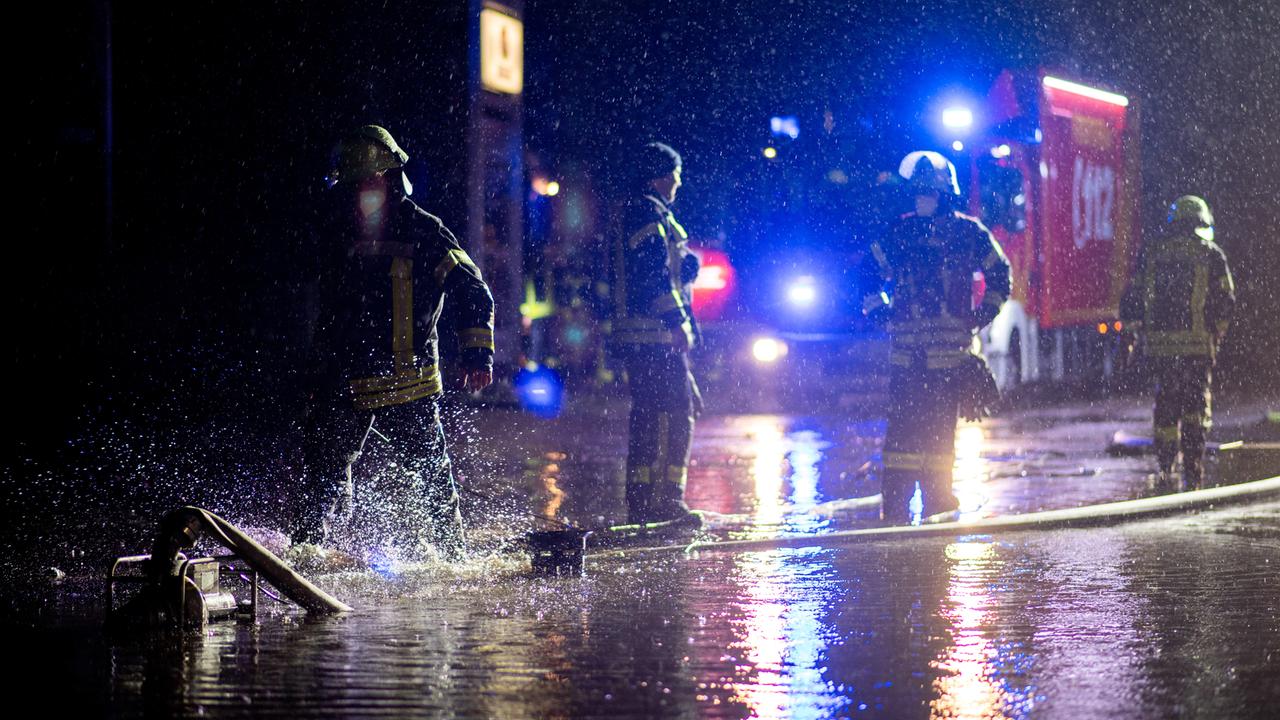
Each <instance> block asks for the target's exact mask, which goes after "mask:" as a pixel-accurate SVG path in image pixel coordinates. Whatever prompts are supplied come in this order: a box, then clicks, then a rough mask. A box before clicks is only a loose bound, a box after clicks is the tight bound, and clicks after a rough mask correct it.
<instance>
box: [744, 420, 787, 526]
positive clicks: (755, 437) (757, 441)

--

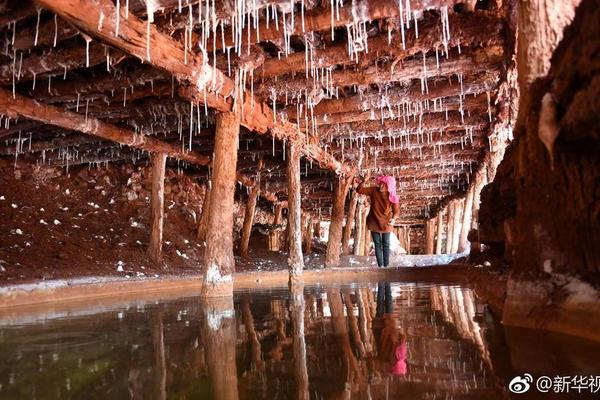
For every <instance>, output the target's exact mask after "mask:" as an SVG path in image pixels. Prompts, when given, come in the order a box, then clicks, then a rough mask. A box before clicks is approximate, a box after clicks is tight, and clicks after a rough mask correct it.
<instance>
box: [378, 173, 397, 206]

...

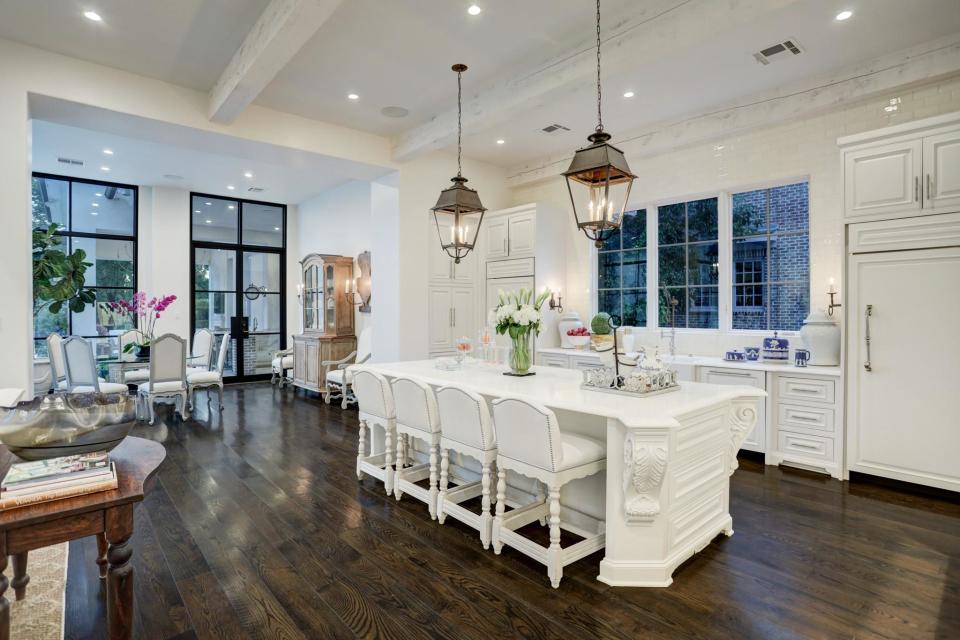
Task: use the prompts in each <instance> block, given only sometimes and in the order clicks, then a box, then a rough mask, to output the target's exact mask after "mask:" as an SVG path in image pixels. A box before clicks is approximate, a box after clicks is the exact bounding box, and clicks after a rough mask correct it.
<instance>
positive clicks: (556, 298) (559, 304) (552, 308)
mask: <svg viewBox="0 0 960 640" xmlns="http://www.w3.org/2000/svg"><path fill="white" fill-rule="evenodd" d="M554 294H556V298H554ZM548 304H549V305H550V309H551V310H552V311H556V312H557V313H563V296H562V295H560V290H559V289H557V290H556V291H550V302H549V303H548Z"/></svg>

EXERCISE GOAL> Given the records above, return exactly the lines starting at the line containing "Each <instance> block asks" and ending at the line containing "positive clicks: (755, 437) (757, 441)", including both.

SOLUTION FOR THIS TASK>
Each <instance> block asks for the target's exact mask, which goes after "mask:" as a pixel-accurate SVG path in image pixel coordinates. Whatever prompts are supplied come in this order: a box, then clicks, then a rough mask. A box before clicks is only a loose bound, a box after clicks is the tight bound, and clicks after a rough mask correct it.
<instance>
box: [744, 420, 787, 526]
positive clicks: (755, 437) (757, 441)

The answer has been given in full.